§ **STATED PROBLEM**
Will you output all of the data below exactly, omitting the images?
## Begin DATA PROVIDED
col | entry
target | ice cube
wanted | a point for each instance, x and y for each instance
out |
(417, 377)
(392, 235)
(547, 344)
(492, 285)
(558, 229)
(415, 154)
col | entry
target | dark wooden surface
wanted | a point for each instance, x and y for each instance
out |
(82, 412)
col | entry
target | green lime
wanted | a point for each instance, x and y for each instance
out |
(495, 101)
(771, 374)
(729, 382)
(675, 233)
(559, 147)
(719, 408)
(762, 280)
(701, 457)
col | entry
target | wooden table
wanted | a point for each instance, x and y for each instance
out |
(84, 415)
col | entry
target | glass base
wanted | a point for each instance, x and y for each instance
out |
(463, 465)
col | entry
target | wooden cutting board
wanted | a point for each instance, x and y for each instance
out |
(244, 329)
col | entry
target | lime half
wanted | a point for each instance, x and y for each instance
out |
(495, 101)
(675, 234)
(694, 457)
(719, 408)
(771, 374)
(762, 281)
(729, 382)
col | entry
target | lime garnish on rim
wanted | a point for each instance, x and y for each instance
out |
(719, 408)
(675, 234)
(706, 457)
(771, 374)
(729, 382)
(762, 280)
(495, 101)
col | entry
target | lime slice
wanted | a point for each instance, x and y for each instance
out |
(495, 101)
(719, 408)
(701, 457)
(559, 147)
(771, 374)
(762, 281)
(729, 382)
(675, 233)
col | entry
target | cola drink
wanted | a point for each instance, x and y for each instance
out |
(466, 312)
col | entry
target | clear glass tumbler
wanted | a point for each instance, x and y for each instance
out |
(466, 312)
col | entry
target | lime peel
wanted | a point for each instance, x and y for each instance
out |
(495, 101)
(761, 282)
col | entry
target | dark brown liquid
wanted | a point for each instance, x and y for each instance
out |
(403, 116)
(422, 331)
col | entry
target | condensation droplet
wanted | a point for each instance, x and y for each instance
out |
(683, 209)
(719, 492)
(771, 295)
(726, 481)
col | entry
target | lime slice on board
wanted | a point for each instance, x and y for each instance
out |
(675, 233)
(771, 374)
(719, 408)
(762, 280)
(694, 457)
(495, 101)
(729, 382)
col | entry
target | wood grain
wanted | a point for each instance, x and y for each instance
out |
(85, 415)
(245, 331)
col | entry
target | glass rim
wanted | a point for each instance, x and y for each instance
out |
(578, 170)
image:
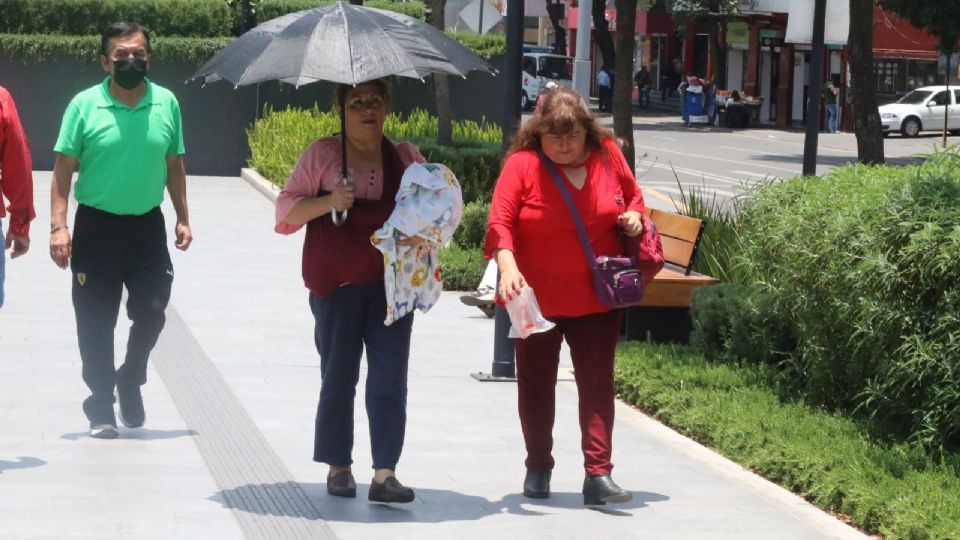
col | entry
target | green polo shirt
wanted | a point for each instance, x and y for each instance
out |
## End DATA PROVIDED
§ **ANSWER FOR THE TASK**
col | entry
target | ice cube
wanted | a point for each instance, x and y for each instance
out |
(417, 377)
(392, 235)
(547, 344)
(492, 285)
(558, 229)
(415, 154)
col | entry
target | dark wooden surface
wanted | a point for each instance, x and y for each instance
out |
(82, 412)
col | entry
target | green lime
wanted | a point for each instance, x and y for each instance
out |
(495, 101)
(771, 374)
(729, 382)
(675, 233)
(559, 147)
(719, 408)
(762, 280)
(701, 457)
col | entry
target | wooden table
wanted | a point for each instance, x and y for each instance
out |
(84, 415)
col | entry
target | glass base
wanted | a point for each instance, x and y for each instance
out |
(463, 465)
col | entry
target | wooden cutting board
wanted | a point for each instance, x and y for each instance
out |
(244, 329)
col | entry
target | lime half
wanted | a point for each instance, x and y for each instance
out |
(495, 101)
(675, 234)
(694, 457)
(719, 408)
(771, 374)
(762, 281)
(729, 382)
col | entry
target | lime garnish on rim
wanted | a point for each instance, x and y for each instance
out |
(719, 408)
(675, 234)
(706, 457)
(771, 374)
(729, 382)
(762, 280)
(495, 101)
col | entry
target | lime slice
wanted | a point for each instance, x and y for each instance
out |
(495, 101)
(719, 408)
(701, 457)
(559, 147)
(771, 374)
(762, 281)
(729, 382)
(675, 233)
col | entry
target | cola drink
wanted | a point for each instance, x and y for each instance
out |
(466, 312)
col | entry
target | clear glass tumbler
wanted | a point for each instance, x and y for each instance
out |
(466, 312)
col | entry
target | lime peel
wanted | a point for each instance, x and y for each instance
out |
(495, 101)
(761, 282)
col | entry
target | dark brown liquid
wanted | a point for each instance, x and y for each instance
out |
(403, 116)
(422, 331)
col | entry
target | condensation droplet
wanted | a point for each instance, x and y for each instance
out |
(683, 209)
(719, 492)
(771, 295)
(726, 481)
col | entry
target | lime slice on board
wanted | a point for each instance, x and y for each instance
out |
(675, 233)
(771, 374)
(719, 408)
(762, 280)
(694, 457)
(495, 101)
(729, 382)
col | entry
target | wood grain
wanted | a point for each instance, x and y for each instance
out |
(85, 415)
(245, 331)
col | entry
target | glass rim
wanted | a point for each instance, x and y for each instance
out |
(578, 170)
image:
col | entry
target | green polo shirt
wanted | a point for each instance, x and y for each instance
out |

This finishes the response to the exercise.